Point-per-instance localization data
________________________________________

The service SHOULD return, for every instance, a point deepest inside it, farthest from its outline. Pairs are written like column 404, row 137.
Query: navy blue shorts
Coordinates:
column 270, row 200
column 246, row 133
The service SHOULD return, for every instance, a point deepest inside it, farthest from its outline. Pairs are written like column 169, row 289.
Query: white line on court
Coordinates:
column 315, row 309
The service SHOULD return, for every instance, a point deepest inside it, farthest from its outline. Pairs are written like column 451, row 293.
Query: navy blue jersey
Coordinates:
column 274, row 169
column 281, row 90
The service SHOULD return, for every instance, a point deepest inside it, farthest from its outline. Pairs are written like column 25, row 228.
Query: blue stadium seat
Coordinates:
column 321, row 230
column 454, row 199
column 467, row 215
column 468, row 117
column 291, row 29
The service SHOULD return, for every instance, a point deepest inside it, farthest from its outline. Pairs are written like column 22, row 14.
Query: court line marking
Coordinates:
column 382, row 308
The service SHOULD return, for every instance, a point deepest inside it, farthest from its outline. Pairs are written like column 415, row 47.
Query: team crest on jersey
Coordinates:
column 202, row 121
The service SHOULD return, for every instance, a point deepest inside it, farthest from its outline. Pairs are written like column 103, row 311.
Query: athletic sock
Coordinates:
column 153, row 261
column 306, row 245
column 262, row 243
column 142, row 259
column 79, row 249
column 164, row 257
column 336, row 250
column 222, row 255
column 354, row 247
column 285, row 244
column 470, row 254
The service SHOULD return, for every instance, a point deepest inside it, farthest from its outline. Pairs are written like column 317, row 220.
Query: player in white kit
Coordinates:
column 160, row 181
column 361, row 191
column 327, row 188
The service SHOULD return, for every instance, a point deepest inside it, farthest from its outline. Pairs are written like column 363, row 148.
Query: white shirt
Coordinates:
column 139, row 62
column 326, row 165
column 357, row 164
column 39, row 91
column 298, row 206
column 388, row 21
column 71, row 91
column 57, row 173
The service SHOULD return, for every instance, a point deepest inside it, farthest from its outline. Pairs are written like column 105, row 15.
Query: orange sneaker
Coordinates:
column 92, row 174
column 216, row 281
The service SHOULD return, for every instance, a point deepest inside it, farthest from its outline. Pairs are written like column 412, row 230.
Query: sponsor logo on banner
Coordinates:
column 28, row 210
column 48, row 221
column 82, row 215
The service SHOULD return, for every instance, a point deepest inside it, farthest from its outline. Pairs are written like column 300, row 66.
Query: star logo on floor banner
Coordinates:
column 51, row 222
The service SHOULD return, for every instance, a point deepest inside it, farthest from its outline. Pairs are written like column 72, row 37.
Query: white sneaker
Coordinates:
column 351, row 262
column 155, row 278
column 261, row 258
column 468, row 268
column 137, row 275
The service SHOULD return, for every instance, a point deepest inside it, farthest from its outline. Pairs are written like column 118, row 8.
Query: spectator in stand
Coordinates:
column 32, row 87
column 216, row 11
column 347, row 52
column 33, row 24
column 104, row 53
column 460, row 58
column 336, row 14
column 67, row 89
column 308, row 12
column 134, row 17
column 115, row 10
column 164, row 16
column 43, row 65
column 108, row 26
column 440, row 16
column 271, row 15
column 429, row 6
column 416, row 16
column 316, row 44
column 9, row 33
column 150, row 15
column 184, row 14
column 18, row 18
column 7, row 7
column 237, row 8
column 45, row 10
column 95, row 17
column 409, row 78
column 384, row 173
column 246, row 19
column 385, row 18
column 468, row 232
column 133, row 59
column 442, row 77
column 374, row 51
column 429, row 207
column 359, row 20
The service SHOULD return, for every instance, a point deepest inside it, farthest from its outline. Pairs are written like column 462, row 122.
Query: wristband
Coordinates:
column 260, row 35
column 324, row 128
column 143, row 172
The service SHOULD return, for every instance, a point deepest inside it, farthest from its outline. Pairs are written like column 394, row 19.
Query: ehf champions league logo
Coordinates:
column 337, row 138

________________________________________

• **WORK INSTRUCTIONS**
In the entries above, one line contains "300, row 66." and another contains "Query: spectator in stand". Reproduce exactly those two lines and the lines between them, nothing else.

• **WRITTEN ANSWER**
The service SHOULD return, for every instance, a point deepest inside it, farthest from its outline. Pairs are written like column 300, row 66.
Query: star logo on floor banner
Coordinates:
column 51, row 222
The service SHOULD return, for every instance, a point deepest inside it, farthest from its outline. Pairs are written like column 72, row 37.
Query: white sneaker
Coordinates:
column 351, row 262
column 155, row 278
column 261, row 258
column 468, row 268
column 137, row 275
The service SHOULD return, for every instance, a point deepest inside it, farthest from its outline. Pairs are written like column 118, row 8.
Query: spectator in stand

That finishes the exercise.